Set exercise
Without omitting anything, retype the data that follows.
-- START OF Exercise input --
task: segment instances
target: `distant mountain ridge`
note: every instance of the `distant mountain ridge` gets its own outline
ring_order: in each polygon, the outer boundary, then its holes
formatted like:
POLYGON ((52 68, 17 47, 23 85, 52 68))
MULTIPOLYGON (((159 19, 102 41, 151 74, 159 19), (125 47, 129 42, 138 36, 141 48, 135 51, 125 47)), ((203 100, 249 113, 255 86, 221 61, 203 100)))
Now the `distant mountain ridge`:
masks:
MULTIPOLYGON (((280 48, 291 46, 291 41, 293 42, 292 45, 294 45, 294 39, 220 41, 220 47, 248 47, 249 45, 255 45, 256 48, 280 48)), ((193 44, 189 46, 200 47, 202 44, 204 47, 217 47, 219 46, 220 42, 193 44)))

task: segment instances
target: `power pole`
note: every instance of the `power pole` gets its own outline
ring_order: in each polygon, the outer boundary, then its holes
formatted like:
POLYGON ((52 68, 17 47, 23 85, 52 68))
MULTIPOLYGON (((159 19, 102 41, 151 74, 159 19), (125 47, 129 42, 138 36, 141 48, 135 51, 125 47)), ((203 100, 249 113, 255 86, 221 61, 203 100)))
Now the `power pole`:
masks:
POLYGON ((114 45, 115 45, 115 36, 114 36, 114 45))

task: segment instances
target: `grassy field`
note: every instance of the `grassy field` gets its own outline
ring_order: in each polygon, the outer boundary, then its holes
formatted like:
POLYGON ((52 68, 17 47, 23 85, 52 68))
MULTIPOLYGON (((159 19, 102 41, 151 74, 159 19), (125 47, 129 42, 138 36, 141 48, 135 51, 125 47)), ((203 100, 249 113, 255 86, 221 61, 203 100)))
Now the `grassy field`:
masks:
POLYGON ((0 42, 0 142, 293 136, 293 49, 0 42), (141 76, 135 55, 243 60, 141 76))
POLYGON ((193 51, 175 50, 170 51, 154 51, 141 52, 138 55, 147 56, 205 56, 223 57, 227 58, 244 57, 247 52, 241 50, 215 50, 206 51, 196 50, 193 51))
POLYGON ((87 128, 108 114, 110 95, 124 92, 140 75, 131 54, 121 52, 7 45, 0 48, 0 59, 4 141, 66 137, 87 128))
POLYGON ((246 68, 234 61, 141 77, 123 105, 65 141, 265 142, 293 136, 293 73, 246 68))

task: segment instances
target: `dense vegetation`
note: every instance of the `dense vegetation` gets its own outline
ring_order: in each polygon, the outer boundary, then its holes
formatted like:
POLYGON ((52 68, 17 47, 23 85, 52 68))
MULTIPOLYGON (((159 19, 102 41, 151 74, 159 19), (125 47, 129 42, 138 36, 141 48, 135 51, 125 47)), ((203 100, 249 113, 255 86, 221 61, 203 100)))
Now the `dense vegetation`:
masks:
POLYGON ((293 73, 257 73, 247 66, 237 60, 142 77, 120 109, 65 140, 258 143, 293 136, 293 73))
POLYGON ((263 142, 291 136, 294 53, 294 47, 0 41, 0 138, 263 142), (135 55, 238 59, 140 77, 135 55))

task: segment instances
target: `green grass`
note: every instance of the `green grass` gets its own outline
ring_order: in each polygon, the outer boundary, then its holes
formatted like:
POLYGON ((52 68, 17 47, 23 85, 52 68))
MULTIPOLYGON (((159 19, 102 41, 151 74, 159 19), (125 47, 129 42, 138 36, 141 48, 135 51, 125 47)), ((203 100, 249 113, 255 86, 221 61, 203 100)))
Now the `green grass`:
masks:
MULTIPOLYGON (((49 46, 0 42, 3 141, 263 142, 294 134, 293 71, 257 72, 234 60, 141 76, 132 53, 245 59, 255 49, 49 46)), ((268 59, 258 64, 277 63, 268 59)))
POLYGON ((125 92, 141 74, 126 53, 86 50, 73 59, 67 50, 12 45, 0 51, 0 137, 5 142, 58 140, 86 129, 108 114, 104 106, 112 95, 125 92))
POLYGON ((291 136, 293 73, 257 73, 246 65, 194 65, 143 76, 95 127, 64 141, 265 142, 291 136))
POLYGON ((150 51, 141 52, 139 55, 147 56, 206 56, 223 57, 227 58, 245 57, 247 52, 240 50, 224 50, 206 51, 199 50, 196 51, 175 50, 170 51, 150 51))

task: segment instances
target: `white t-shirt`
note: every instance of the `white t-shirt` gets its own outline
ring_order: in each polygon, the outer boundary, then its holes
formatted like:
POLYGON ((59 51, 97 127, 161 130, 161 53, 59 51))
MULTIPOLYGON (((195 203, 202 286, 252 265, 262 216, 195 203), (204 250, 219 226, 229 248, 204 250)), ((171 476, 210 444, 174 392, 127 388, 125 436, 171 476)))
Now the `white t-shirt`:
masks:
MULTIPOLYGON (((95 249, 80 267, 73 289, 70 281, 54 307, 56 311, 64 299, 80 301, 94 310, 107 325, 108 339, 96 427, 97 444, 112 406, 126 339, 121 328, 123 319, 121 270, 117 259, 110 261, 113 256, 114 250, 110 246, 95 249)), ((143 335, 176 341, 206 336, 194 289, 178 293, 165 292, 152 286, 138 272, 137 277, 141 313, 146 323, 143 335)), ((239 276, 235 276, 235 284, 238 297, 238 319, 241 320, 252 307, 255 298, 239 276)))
-- END OF Exercise input --
Output of the exercise
task: segment instances
target: `distant mountain ridge`
note: every instance of the `distant mountain ridge` gets its own outline
ring_order: in each polygon, the outer boundary, then its holes
formatted like:
POLYGON ((52 68, 17 47, 23 85, 52 68))
MULTIPOLYGON (((159 19, 102 41, 151 74, 159 19), (125 47, 129 42, 138 36, 141 48, 135 51, 125 47)), ((203 100, 249 113, 255 86, 221 61, 203 100)))
Now the `distant mountain ridge`:
masks:
MULTIPOLYGON (((280 48, 291 46, 291 41, 293 42, 292 45, 294 45, 294 39, 220 41, 220 47, 248 47, 249 45, 255 45, 256 48, 280 48)), ((193 44, 189 46, 200 47, 202 44, 204 47, 217 47, 219 46, 220 42, 193 44)))

task: segment instances
target: `power pole`
note: every instance of the `power pole` gets its own outline
ring_order: in each polygon, the outer boundary, then its holes
formatted like:
POLYGON ((52 68, 17 47, 23 85, 52 68))
MULTIPOLYGON (((159 19, 102 41, 151 74, 159 19), (125 47, 129 42, 138 36, 141 48, 135 51, 125 47)), ((203 100, 249 113, 255 86, 221 61, 203 100)))
Now the `power pole`:
masks:
POLYGON ((114 45, 115 45, 115 36, 114 36, 114 45))

task: segment instances
target: `grassy field`
note: every instance of the `grassy field` gets its own outline
ring_order: in each polygon, the outer boundary, then its holes
formatted like:
POLYGON ((52 68, 17 47, 23 85, 52 68))
MULTIPOLYGON (((159 19, 102 41, 151 74, 159 19), (125 47, 129 42, 138 36, 141 48, 135 51, 125 47)), ((203 100, 249 113, 255 86, 221 61, 203 100)))
Now the `grassy field`:
masks:
POLYGON ((0 42, 0 142, 293 136, 293 49, 0 42), (141 76, 135 55, 243 60, 141 76))
POLYGON ((193 51, 175 50, 170 51, 154 51, 141 52, 138 55, 147 56, 205 56, 223 57, 227 58, 244 57, 247 52, 241 50, 215 50, 206 51, 196 50, 193 51))
POLYGON ((87 128, 108 114, 110 95, 124 92, 140 75, 131 54, 121 52, 7 45, 0 48, 0 59, 4 141, 66 137, 87 128))
POLYGON ((246 68, 234 61, 141 77, 123 105, 65 141, 265 142, 293 136, 293 73, 246 68))

task: segment instances
target: `dense vegetation`
note: every instance of the `dense vegetation` gets its own outline
ring_order: in each polygon, the outer boundary, then its holes
formatted like:
POLYGON ((52 68, 17 47, 23 85, 52 68))
MULTIPOLYGON (((159 19, 102 41, 151 74, 159 19), (125 47, 129 42, 138 36, 141 48, 135 51, 125 47)), ((203 100, 249 113, 255 86, 221 61, 203 100)))
Now the `dense vegetation`:
masks:
POLYGON ((293 73, 257 73, 247 66, 237 60, 142 77, 120 109, 65 140, 258 143, 293 136, 293 73))
POLYGON ((263 142, 291 136, 294 53, 294 47, 0 41, 0 138, 263 142), (135 55, 238 59, 140 77, 135 55))

task: segment instances
target: `green grass`
note: every instance of the `green grass` gets its own outline
ring_order: in each polygon, the outer boundary, then its holes
formatted like:
POLYGON ((52 68, 17 47, 23 85, 52 68))
MULTIPOLYGON (((159 19, 102 41, 151 74, 159 19), (125 47, 129 42, 138 36, 141 48, 135 51, 125 47)), ((203 100, 249 113, 255 86, 221 61, 203 100)))
Now the `green grass`:
masks:
MULTIPOLYGON (((49 46, 0 42, 3 141, 263 142, 294 134, 293 71, 257 72, 234 60, 141 76, 132 53, 245 59, 255 49, 49 46)), ((268 59, 258 64, 277 63, 268 59)))
POLYGON ((125 92, 141 74, 126 53, 86 50, 73 59, 67 50, 12 45, 0 51, 0 137, 5 142, 58 140, 86 129, 108 114, 104 106, 112 95, 125 92))
POLYGON ((291 136, 293 73, 257 73, 246 65, 194 65, 143 76, 95 127, 64 141, 265 142, 291 136))
POLYGON ((150 51, 141 52, 139 55, 147 56, 206 56, 223 57, 227 58, 245 57, 247 52, 240 50, 224 50, 206 51, 199 50, 196 51, 175 50, 170 51, 150 51))

task: segment instances
target: `white t-shirt`
note: every instance of the `white t-shirt` gets its own outline
ring_order: in each polygon, the outer boundary, then its holes
formatted like:
POLYGON ((59 51, 97 127, 161 130, 161 53, 59 51))
MULTIPOLYGON (((195 203, 202 286, 252 265, 262 216, 195 203), (204 250, 219 226, 229 248, 204 250)), ((171 476, 210 444, 174 392, 127 388, 125 436, 171 476)))
Now the `white t-shirt`:
masks:
MULTIPOLYGON (((95 249, 80 267, 73 289, 70 281, 54 307, 56 311, 64 299, 80 301, 94 310, 107 325, 108 339, 96 427, 97 444, 112 406, 126 339, 121 328, 123 319, 121 270, 117 259, 110 261, 113 256, 114 250, 110 246, 95 249)), ((143 335, 176 341, 206 336, 194 289, 178 293, 165 292, 152 286, 138 272, 137 277, 141 313, 146 323, 143 335)), ((239 276, 235 276, 235 284, 238 297, 238 319, 241 320, 252 307, 255 298, 239 276)))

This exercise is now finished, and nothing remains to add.